REQUEST
Reproduce everything from the line containing "Could you please outline every instance of the background" down to the end of the entries, requests included. Multiply each polygon vertex coordinate in the answers by 2.1 and round to the nearest whole number, with halves rounded up.

ENTRIES SHOWN
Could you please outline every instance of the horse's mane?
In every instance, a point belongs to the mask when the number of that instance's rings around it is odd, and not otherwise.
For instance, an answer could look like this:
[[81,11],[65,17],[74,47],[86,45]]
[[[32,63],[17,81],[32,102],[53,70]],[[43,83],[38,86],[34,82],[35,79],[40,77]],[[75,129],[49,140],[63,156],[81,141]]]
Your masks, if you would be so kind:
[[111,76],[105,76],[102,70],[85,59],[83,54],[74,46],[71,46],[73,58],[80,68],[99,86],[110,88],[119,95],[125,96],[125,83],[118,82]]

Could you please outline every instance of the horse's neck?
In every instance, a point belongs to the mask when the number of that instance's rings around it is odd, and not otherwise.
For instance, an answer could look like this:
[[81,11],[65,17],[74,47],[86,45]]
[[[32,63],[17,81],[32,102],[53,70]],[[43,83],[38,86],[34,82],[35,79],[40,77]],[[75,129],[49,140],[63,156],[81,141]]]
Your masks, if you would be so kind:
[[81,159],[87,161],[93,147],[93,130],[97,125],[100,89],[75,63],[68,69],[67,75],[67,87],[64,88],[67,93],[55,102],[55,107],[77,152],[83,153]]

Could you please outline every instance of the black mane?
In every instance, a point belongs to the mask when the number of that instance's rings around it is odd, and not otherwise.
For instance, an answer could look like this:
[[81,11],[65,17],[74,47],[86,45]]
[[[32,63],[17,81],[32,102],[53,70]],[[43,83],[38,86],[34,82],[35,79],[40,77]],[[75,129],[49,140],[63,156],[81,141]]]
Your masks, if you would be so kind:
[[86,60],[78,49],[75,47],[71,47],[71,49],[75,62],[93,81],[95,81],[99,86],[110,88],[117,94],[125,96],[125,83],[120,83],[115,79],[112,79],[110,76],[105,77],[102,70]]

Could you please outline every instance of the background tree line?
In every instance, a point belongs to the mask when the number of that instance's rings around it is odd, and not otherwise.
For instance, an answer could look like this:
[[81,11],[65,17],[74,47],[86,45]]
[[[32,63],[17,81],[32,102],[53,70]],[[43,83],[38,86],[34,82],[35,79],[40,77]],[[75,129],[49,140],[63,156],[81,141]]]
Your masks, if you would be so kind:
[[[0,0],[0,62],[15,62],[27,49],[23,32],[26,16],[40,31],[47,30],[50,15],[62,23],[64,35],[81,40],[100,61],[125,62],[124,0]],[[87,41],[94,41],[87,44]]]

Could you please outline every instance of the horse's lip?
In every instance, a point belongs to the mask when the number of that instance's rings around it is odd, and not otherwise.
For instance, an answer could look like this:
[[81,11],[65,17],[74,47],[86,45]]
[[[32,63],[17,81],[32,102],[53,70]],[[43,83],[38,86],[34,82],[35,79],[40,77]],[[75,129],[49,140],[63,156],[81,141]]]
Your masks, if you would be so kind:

COMPLETED TASK
Could you please outline every instance of the background tree line?
In every instance, a point belongs to the mask when the number of that instance's rings around it is odd, and not otherwise.
For instance, an answer could look like this:
[[81,11],[65,17],[74,47],[86,45]]
[[[32,63],[17,81],[32,102],[53,70]],[[43,83],[38,86],[34,82],[35,79],[40,77]],[[75,129],[49,140],[63,156],[81,141]]]
Your masks, if you would be so kind:
[[[0,0],[0,130],[32,130],[57,103],[48,67],[55,34],[84,65],[99,63],[105,32],[130,48],[134,74],[170,84],[210,128],[263,130],[260,0]],[[183,86],[197,86],[183,92]]]

Could you please outline every instance of the horse's lip?
In every instance, a point belongs to the mask when the number of that instance's rings around it is odd, and not otherwise.
For instance, an answer could look like this:
[[81,11],[65,17],[74,47],[86,45]]
[[[32,63],[17,81],[32,102],[53,70]],[[43,83],[38,86],[34,82],[35,79],[40,77]],[[75,129],[49,140],[63,156],[81,141]]]
Your masks, if you would be so kind:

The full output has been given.